═════ Information

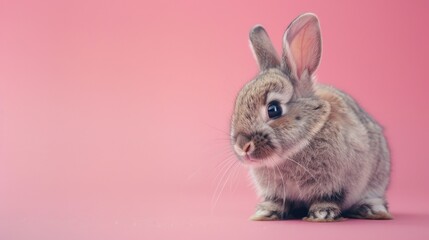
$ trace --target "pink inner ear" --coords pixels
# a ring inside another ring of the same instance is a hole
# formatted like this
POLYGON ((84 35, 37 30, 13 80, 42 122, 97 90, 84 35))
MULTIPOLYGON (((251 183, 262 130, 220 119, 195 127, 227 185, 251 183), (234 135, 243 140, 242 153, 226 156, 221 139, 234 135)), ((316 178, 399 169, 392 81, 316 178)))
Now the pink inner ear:
POLYGON ((301 77, 305 69, 312 74, 319 64, 321 51, 317 19, 294 23, 288 31, 287 40, 295 61, 297 76, 301 77))

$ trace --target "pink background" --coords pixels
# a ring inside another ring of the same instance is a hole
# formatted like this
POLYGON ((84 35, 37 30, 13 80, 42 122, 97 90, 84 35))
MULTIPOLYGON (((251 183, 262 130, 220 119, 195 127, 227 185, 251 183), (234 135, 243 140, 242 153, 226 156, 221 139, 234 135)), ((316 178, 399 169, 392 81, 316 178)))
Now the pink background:
POLYGON ((429 239, 428 11, 426 0, 0 1, 0 239, 429 239), (233 101, 257 73, 248 31, 263 24, 280 50, 307 11, 321 21, 319 81, 385 126, 393 221, 250 222, 246 170, 227 171, 233 101))

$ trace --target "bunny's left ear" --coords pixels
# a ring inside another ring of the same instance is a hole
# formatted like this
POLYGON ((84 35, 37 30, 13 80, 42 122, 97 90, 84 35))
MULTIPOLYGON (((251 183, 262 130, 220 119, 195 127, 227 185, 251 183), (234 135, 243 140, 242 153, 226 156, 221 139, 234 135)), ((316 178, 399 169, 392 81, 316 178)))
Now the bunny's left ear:
POLYGON ((312 13, 302 14, 289 25, 283 36, 283 69, 298 82, 306 71, 311 77, 319 66, 321 53, 319 20, 312 13))

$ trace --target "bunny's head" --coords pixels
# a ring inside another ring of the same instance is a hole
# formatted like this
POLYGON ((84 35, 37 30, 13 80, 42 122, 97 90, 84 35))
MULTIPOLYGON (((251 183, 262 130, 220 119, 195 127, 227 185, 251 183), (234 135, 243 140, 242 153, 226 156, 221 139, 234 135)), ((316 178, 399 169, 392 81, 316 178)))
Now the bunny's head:
POLYGON ((329 115, 330 105, 315 95, 319 21, 309 13, 296 18, 283 36, 281 59, 263 27, 249 38, 260 73, 237 96, 231 141, 245 164, 270 166, 307 146, 329 115))

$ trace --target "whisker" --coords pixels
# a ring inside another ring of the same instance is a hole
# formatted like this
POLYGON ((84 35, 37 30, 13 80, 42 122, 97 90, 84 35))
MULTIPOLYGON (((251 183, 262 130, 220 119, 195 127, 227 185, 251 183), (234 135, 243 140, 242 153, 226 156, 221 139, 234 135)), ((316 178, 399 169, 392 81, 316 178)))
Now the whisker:
POLYGON ((228 141, 228 142, 231 142, 231 138, 230 137, 228 137, 228 138, 213 138, 212 140, 214 140, 214 141, 228 141))
POLYGON ((222 172, 228 168, 228 166, 230 164, 232 164, 233 162, 235 162, 234 159, 232 159, 232 156, 227 157, 226 159, 224 159, 222 162, 220 162, 219 164, 217 164, 217 166, 213 169, 214 171, 217 171, 215 177, 213 180, 216 180, 220 174, 222 174, 222 172))
MULTIPOLYGON (((282 157, 282 156, 280 156, 278 153, 275 153, 279 158, 285 158, 285 157, 282 157)), ((315 181, 317 181, 317 179, 316 179, 316 177, 305 167, 305 166, 303 166, 302 164, 300 164, 299 162, 297 162, 297 161, 295 161, 295 160, 293 160, 292 158, 289 158, 289 157, 286 157, 286 160, 289 160, 289 161, 291 161, 291 162, 293 162, 293 163, 295 163, 297 166, 299 166, 300 168, 302 168, 305 172, 307 172, 315 181)))
POLYGON ((216 184, 216 188, 213 192, 213 196, 212 196, 212 202, 214 200, 214 198, 216 197, 216 193, 218 192, 219 187, 222 184, 222 180, 224 179, 225 175, 228 173, 228 170, 232 167, 232 165, 234 165, 233 161, 230 161, 230 159, 227 159, 228 161, 224 164, 224 166, 219 170, 219 173, 216 174, 216 177, 214 180, 216 180, 217 184, 216 184), (220 176, 220 178, 218 178, 220 176))
MULTIPOLYGON (((238 166, 238 165, 237 165, 238 166)), ((238 188, 238 183, 240 181, 240 176, 241 176, 241 168, 240 167, 236 167, 234 174, 233 174, 233 183, 234 183, 234 187, 232 188, 232 192, 236 192, 237 188, 238 188)))
MULTIPOLYGON (((221 191, 220 191, 220 194, 219 194, 219 196, 218 196, 218 198, 220 197, 220 195, 222 194, 222 192, 223 192, 223 190, 224 190, 224 188, 225 188, 225 186, 226 186, 226 184, 229 182, 229 179, 230 179, 230 177, 231 177, 231 175, 232 175, 232 173, 233 173, 233 171, 234 171, 234 168, 235 169, 237 169, 236 167, 237 167, 238 165, 237 165, 237 162, 234 162, 233 164, 232 164, 232 166, 230 167, 230 169, 228 170, 228 176, 226 177, 226 181, 224 181, 224 183, 223 183, 223 186, 222 186, 222 189, 221 189, 221 191)), ((231 184, 230 184, 230 186, 231 186, 231 184)), ((230 190, 231 190, 231 187, 230 187, 230 190)))
POLYGON ((202 150, 208 155, 219 155, 223 153, 233 153, 233 149, 230 144, 228 145, 214 145, 214 144, 205 144, 208 147, 203 148, 202 150))
POLYGON ((225 150, 225 151, 218 151, 217 153, 210 154, 208 156, 214 159, 225 159, 225 158, 235 157, 235 153, 233 153, 232 151, 225 150))
POLYGON ((293 163, 295 163, 296 165, 300 166, 304 171, 306 171, 313 178, 314 181, 317 181, 316 177, 306 167, 304 167, 302 164, 300 164, 299 162, 297 162, 297 161, 295 161, 295 160, 293 160, 291 158, 286 158, 286 159, 289 160, 289 161, 291 161, 291 162, 293 162, 293 163))
MULTIPOLYGON (((267 181, 267 189, 269 191, 270 187, 271 187, 271 176, 270 176, 268 168, 265 168, 265 170, 264 170, 264 178, 267 181)), ((274 181, 274 179, 273 179, 273 181, 274 181)))
MULTIPOLYGON (((237 164, 237 162, 232 162, 232 164, 229 165, 229 167, 226 169, 225 173, 222 175, 221 181, 217 185, 217 187, 215 189, 215 192, 214 192, 215 195, 216 195, 216 193, 218 193, 217 196, 216 196, 216 200, 215 200, 214 204, 213 204, 213 198, 212 198, 212 211, 216 208, 217 203, 219 201, 219 198, 222 195, 222 192, 223 192, 223 190, 225 188, 225 185, 227 184, 227 182, 228 182, 228 180, 229 180, 229 178, 231 176, 231 169, 232 169, 233 166, 236 166, 236 164, 237 164), (225 175, 227 173, 228 173, 228 176, 227 176, 226 180, 223 181, 223 184, 222 184, 222 180, 224 179, 224 177, 225 177, 225 175), (219 187, 220 187, 221 184, 222 184, 222 187, 220 188, 220 191, 218 191, 218 189, 219 189, 219 187)), ((213 197, 215 197, 215 195, 213 195, 213 197)))
POLYGON ((220 162, 216 163, 216 165, 214 166, 214 170, 216 170, 216 168, 220 167, 220 165, 222 165, 222 163, 224 163, 226 160, 230 160, 231 158, 234 158, 234 159, 236 158, 236 155, 233 152, 224 152, 224 153, 222 153, 222 155, 224 155, 222 157, 222 160, 220 162))
POLYGON ((282 218, 284 218, 284 216, 283 216, 284 215, 284 209, 286 207, 286 183, 285 183, 285 180, 283 178, 283 174, 282 174, 279 166, 277 165, 276 161, 274 159, 272 159, 272 158, 270 158, 270 159, 273 161, 274 166, 276 167, 275 169, 277 169, 277 171, 279 172, 280 178, 282 179, 282 190, 283 190, 283 197, 282 197, 282 211, 283 212, 282 212, 282 218))
POLYGON ((223 129, 217 128, 217 127, 212 126, 212 125, 210 125, 210 124, 206 124, 206 125, 207 125, 208 127, 212 128, 212 129, 214 129, 214 130, 218 131, 218 132, 221 132, 221 133, 224 133, 224 134, 226 134, 226 135, 230 136, 230 133, 229 133, 228 131, 225 131, 225 130, 223 130, 223 129))

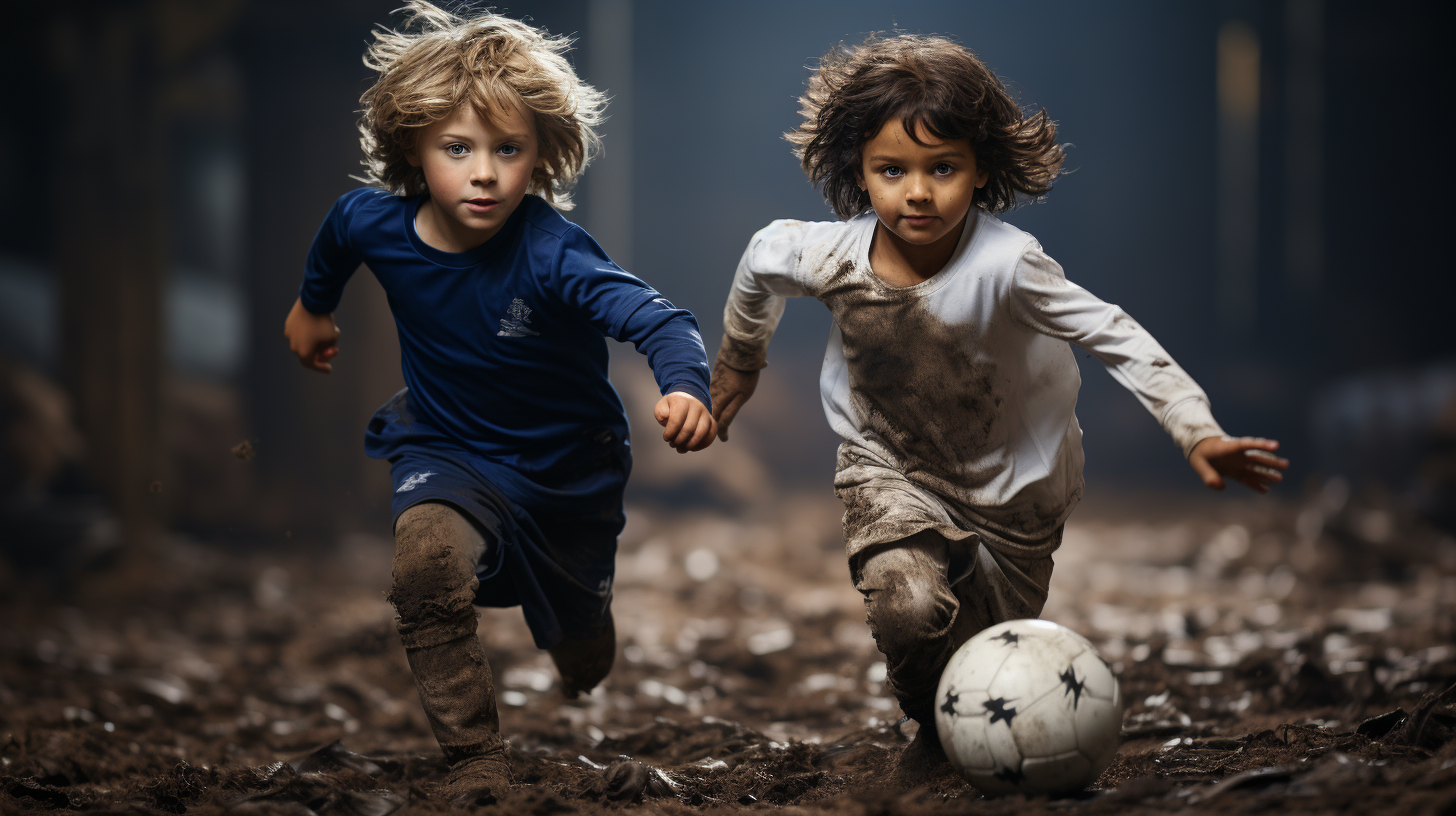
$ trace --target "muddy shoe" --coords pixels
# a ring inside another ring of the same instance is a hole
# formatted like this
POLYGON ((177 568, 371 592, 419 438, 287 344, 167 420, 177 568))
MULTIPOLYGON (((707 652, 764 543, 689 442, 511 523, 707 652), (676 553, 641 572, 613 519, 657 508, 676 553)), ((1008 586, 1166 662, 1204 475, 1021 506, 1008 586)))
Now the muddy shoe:
POLYGON ((585 637, 564 638, 548 651, 561 674, 561 695, 575 700, 590 694, 612 670, 617 655, 617 630, 611 612, 607 613, 600 631, 585 637))
POLYGON ((458 808, 492 805, 511 789, 511 766, 505 748, 475 754, 450 765, 440 798, 458 808))
POLYGON ((931 723, 920 726, 915 738, 900 751, 895 769, 890 774, 890 783, 899 788, 914 788, 955 775, 955 768, 946 758, 935 725, 931 723))

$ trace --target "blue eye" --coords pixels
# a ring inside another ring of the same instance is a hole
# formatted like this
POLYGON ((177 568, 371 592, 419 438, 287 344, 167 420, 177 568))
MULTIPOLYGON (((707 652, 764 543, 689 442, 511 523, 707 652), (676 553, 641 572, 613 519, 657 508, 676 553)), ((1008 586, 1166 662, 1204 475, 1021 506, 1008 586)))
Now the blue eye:
POLYGON ((504 145, 501 145, 500 146, 500 150, 499 150, 499 153, 502 156, 514 156, 514 155, 516 155, 517 153, 520 153, 520 152, 521 152, 521 149, 519 147, 516 147, 513 144, 504 144, 504 145))
POLYGON ((449 153, 451 156, 464 156, 466 153, 470 152, 470 148, 466 147, 463 144, 460 144, 459 142, 455 142, 454 144, 447 145, 445 147, 445 152, 449 153))
POLYGON ((900 168, 895 167, 893 165, 890 166, 890 167, 886 167, 884 170, 881 170, 880 172, 884 173, 885 175, 889 176, 890 178, 899 178, 900 176, 905 175, 905 171, 904 170, 901 170, 900 168))
POLYGON ((937 176, 948 176, 948 175, 950 175, 953 172, 955 172, 955 168, 954 167, 951 167, 950 165, 946 164, 945 162, 941 162, 940 164, 937 164, 935 166, 935 174, 937 176))

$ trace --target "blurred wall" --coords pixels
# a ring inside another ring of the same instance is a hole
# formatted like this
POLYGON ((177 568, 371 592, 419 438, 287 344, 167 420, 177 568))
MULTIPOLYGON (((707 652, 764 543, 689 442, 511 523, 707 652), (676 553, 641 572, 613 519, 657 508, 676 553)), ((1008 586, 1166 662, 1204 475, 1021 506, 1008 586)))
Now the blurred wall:
MULTIPOLYGON (((357 184, 353 121, 369 81, 360 56, 394 5, 118 0, 15 12, 27 36, 4 59, 8 75, 29 81, 14 83, 20 126, 0 129, 0 349, 96 403, 60 351, 64 338, 93 330, 60 308, 62 269, 78 263, 67 252, 74 258, 78 235, 114 227, 123 213, 155 216, 155 257, 136 272, 115 269, 151 287, 161 317, 146 320, 165 323, 162 374, 114 387, 163 406, 129 420, 164 439, 155 475, 126 477, 176 485, 152 500, 162 517, 268 535, 387 520, 385 466, 360 445, 365 420, 399 384, 377 285, 366 272, 354 278, 331 377, 297 365, 281 324, 317 224, 357 184), (145 104, 130 118, 100 108, 61 116, 77 110, 78 95, 109 93, 99 84, 105 54, 77 52, 65 34, 108 42, 102 19, 125 21, 133 41, 117 70, 145 104), (128 149, 154 163, 162 199, 148 204, 128 187, 115 166, 128 161, 124 151, 95 145, 140 145, 128 149), (255 444, 250 461, 230 452, 243 439, 255 444)), ((831 217, 781 139, 796 124, 806 66, 836 42, 904 30, 959 39, 1024 106, 1050 111, 1075 172, 1007 220, 1035 234, 1072 280, 1147 326, 1231 432, 1283 439, 1296 482, 1310 472, 1304 463, 1339 460, 1312 448, 1321 394, 1352 375, 1452 356, 1448 264, 1432 240, 1450 171, 1428 147, 1445 72, 1423 4, 566 0, 500 9, 579 36, 578 69, 616 102, 606 153, 569 217, 691 308, 710 353, 752 233, 774 218, 831 217)), ((117 342, 131 331, 121 325, 95 342, 117 342)), ((789 481, 824 480, 831 467, 816 387, 828 328, 817 303, 790 305, 770 354, 779 393, 748 409, 787 406, 771 424, 797 444, 756 453, 789 481)), ((1089 480, 1195 489, 1156 423, 1078 356, 1089 480)), ((77 414, 88 411, 96 405, 77 414)))

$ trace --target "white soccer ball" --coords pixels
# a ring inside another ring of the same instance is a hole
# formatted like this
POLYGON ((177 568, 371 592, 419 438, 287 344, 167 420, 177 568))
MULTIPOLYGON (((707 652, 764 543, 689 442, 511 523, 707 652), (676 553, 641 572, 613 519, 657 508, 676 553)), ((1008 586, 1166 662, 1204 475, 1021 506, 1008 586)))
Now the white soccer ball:
POLYGON ((1081 635, 1044 620, 962 644, 935 704, 946 756, 986 794, 1081 790, 1112 762, 1122 729, 1112 670, 1081 635))

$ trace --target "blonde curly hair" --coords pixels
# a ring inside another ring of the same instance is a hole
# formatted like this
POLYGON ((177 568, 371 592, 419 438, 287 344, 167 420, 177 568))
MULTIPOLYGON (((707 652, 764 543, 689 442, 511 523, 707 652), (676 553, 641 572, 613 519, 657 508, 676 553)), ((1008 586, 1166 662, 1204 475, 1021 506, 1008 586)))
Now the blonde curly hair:
POLYGON ((571 187, 601 150, 606 96, 582 82, 552 37, 489 11, 462 17, 428 0, 408 0, 399 30, 380 27, 364 55, 379 77, 359 97, 361 181, 396 195, 425 192, 409 163, 420 130, 470 104, 482 117, 519 109, 536 122, 540 159, 528 192, 569 210, 571 187))

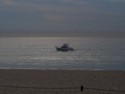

══════════

Directions for this task
Take each line of the material above that holds the string "trace" and copy it.

Answer for the task
$ trace --target "pink inner ear" --coords pixels
$ trace --target "pink background" --coords pixels
$ trace --target "bunny's left ear" --coords pixels
$ trace --target "bunny's head" --coords pixels
$ trace --target "whisker" --coords pixels
$ trace --target "muddy shoe" --coords pixels
$ trace --target "blue eye" --coords pixels
$ trace --target "blurred wall" --coords pixels
$ trace --target "white soccer ball" --coords pixels
$ trace --target "blonde curly hair" --coords pixels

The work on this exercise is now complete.